(Pointing and labeling rows)
- - -
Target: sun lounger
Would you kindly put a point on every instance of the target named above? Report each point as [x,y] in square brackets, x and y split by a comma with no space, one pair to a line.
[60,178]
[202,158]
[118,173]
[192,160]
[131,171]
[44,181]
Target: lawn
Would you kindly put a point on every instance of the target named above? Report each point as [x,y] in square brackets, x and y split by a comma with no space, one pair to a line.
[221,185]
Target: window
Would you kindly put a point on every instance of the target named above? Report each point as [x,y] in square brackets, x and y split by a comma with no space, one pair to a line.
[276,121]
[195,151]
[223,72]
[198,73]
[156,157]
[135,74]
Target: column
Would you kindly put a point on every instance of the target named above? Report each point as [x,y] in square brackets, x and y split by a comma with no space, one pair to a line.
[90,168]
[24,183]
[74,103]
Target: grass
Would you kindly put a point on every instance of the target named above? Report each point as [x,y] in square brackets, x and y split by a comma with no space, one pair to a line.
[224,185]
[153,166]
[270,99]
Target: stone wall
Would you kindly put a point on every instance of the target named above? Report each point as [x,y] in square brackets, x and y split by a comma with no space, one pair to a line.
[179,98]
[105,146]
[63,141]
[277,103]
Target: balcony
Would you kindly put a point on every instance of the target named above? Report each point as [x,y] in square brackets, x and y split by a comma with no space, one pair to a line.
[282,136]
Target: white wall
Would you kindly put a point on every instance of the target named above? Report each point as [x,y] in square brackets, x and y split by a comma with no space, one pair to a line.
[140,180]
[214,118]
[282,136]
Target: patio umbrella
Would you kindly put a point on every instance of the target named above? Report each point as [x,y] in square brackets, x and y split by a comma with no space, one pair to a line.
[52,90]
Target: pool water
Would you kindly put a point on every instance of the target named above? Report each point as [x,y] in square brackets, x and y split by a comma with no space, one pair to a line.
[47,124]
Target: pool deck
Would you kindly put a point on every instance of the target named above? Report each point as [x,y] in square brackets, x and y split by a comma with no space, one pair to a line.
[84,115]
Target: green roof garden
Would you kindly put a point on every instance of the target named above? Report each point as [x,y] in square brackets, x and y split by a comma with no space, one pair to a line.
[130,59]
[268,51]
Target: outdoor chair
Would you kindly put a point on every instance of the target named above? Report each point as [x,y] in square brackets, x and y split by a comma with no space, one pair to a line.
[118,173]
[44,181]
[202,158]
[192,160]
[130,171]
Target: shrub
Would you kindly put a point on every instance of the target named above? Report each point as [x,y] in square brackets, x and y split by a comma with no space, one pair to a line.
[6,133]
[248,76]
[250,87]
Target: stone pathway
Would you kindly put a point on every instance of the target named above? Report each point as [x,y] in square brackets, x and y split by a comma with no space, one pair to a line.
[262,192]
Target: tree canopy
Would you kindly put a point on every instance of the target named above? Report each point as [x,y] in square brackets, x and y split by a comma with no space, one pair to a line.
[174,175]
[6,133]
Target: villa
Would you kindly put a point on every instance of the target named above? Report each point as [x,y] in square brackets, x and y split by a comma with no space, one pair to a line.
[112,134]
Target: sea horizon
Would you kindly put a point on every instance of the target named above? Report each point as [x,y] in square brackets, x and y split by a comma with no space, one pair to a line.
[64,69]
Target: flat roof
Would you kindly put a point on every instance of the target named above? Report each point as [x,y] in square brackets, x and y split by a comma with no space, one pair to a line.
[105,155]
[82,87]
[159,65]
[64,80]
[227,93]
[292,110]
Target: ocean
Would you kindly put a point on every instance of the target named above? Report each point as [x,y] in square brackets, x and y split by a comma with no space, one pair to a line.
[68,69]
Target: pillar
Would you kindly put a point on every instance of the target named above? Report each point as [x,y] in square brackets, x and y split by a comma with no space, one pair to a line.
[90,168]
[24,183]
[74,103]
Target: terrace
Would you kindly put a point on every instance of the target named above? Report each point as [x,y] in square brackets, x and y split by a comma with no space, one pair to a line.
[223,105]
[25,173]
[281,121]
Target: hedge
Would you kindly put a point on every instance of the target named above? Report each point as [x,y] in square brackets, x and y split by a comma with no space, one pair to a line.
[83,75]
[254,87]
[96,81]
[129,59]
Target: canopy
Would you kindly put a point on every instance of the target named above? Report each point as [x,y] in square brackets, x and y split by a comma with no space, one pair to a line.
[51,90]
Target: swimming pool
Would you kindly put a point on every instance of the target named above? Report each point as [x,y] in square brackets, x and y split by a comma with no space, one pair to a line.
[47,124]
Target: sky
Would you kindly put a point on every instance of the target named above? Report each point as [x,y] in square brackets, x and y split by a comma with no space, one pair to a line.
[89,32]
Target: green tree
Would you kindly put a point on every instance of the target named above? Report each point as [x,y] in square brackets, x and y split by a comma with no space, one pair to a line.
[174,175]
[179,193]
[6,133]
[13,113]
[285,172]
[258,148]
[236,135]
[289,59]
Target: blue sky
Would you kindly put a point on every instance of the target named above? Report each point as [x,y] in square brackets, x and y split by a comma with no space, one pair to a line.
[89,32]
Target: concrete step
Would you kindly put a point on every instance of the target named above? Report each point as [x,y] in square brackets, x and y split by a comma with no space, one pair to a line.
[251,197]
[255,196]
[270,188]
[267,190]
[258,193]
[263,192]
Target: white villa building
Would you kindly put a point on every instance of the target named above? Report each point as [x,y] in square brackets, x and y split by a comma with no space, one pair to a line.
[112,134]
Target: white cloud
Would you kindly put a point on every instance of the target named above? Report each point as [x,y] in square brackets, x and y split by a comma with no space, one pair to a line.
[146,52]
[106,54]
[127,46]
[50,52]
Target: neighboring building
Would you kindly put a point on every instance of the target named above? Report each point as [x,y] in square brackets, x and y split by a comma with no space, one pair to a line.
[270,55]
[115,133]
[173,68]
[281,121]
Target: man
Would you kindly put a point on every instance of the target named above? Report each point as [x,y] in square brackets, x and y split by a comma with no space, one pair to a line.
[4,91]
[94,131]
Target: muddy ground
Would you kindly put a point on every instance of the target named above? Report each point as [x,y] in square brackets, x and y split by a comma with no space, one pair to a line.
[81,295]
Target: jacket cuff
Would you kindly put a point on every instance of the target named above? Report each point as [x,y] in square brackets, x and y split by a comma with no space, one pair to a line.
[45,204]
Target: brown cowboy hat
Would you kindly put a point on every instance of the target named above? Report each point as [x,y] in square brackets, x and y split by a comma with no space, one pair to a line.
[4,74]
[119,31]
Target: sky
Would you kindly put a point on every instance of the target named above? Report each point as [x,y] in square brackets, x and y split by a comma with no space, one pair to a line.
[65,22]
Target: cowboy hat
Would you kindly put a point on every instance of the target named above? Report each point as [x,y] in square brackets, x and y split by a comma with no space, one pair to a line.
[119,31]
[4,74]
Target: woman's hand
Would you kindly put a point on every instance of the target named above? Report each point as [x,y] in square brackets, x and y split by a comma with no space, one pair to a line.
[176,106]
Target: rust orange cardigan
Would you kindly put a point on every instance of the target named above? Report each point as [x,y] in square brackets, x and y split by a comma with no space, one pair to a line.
- - -
■ **What needs to be done**:
Could you repeat the rows from the one containing "Target: woman's hand" through the end of the rows, renaming "cardigan" to "sweater" and leaving everything else unchanged?

■ **Response below**:
Target: woman's hand
Would you kindly put a point on every instance of the target named above? Report each point as [x,y] in square brackets, x and y split by a comma with no space, one pair to a line.
[176,106]
Target: rust orange sweater
Would you kindly put a point on every instance of the target named above? Report each point as [x,y] in square brackets, x and y split by a comma with no space, one pair to a line.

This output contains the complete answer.